◆ **THE TASK**: Turn every one of the rows below into a numbered list, leaving out any blank lines.

◆ **TASK MATERIAL**:

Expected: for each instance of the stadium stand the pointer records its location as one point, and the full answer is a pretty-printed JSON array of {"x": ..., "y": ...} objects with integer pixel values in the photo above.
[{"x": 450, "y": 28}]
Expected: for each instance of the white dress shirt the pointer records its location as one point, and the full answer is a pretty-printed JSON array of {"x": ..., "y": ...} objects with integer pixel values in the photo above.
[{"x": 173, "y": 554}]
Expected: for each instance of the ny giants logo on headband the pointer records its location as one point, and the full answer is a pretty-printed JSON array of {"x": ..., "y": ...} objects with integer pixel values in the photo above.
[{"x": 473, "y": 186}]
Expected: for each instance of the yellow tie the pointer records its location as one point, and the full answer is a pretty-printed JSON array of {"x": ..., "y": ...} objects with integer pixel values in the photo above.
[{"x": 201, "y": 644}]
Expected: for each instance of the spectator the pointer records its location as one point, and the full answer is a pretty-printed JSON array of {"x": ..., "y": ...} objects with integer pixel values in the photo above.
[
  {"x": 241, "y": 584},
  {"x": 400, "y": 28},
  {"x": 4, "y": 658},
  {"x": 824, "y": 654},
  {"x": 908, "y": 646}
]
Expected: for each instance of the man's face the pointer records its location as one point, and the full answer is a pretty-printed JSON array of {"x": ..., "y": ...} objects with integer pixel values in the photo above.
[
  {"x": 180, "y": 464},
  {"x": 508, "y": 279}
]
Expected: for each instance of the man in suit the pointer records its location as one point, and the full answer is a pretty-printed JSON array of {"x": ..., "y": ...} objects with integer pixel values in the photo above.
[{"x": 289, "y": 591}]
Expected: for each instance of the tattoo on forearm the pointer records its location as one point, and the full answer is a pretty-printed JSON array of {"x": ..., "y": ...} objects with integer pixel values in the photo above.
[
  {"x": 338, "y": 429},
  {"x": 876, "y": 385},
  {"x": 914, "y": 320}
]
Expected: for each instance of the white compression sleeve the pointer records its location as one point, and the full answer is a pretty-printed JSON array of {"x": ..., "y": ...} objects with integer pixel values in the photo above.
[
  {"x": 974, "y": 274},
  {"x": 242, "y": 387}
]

◆ **ANSWER TO THIS EXERCISE**:
1. Expected: for each instance of the stadium stand the pointer records its location as one point, and the full answer is a pretty-printed JSON array of {"x": ..., "y": ...} objects with integer pixel values in the photo above.
2. [{"x": 450, "y": 28}]
3. Expected: for each instance of the white dress shirt the pointer records its location as one point, and the full answer is a pretty-printed JSON array of {"x": ..., "y": ...} objects with integer pixel values in the photo above.
4. [{"x": 173, "y": 554}]
5. Expected: for each instance of the ny giants logo on headband the pointer records its location as one point, and the full answer is a pretty-printed JSON array of {"x": ..., "y": ...} objects with integer pixel values in the photo above.
6. [{"x": 473, "y": 186}]
7. Expected: for each instance of the yellow tie the pointer records its location as one point, and the full answer is a pretty-printed JSON array of {"x": ..., "y": ...} objects with integer pixel values in the photo above.
8. [{"x": 201, "y": 644}]
9. Expected: for each instance of the spectator the pointer records its location as one point, and the full answer is a pretty-printed JSON array of {"x": ..., "y": ...} objects with integer pixel values in the photo above.
10. [
11.   {"x": 241, "y": 584},
12.   {"x": 400, "y": 28},
13.   {"x": 4, "y": 658},
14.   {"x": 824, "y": 654},
15.   {"x": 908, "y": 646}
16. ]
17. Expected: for each instance of the man's face the pointer records its location as one point, and the full answer is a pretty-printed JSON array of {"x": ..., "y": ...} objects with integer pixel values in the photo above.
18. [
19.   {"x": 180, "y": 464},
20.   {"x": 508, "y": 279}
21. ]
22. Expected: for each instance of the man in suit the pointer records its location as one point, and the full answer is a pretty-printed JSON array of {"x": ..., "y": ...} objects with integer pixel values in the photo above.
23. [{"x": 289, "y": 591}]
24. Expected: for each instance of the tattoo on forearm the pointer records its location as one point, and the full answer is a pretty-printed JSON array of {"x": ..., "y": ...} objects with integer pixel values in the photo above.
25. [
26.   {"x": 338, "y": 429},
27.   {"x": 876, "y": 385},
28.   {"x": 914, "y": 320}
29. ]
30. Expected: for each instance of the white compression sleeve the pointer records its location as one point, and the full answer is a pretty-printed JSON array of {"x": ..., "y": ...} objects with integer pixel values in the photo above.
31. [
32.   {"x": 974, "y": 274},
33.   {"x": 242, "y": 387}
34. ]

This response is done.